→ **What you need to do**:
In this exercise, every entry below is to be reproduced word for word.

→ **Task material**:
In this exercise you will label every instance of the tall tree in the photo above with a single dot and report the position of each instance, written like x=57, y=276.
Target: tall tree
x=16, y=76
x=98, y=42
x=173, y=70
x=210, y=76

→ **Result**:
In this exercise you will label every instance of the tall tree in the photo above with a single dot and report the position of each instance, written like x=57, y=276.
Target: tall tree
x=16, y=76
x=98, y=42
x=173, y=70
x=210, y=76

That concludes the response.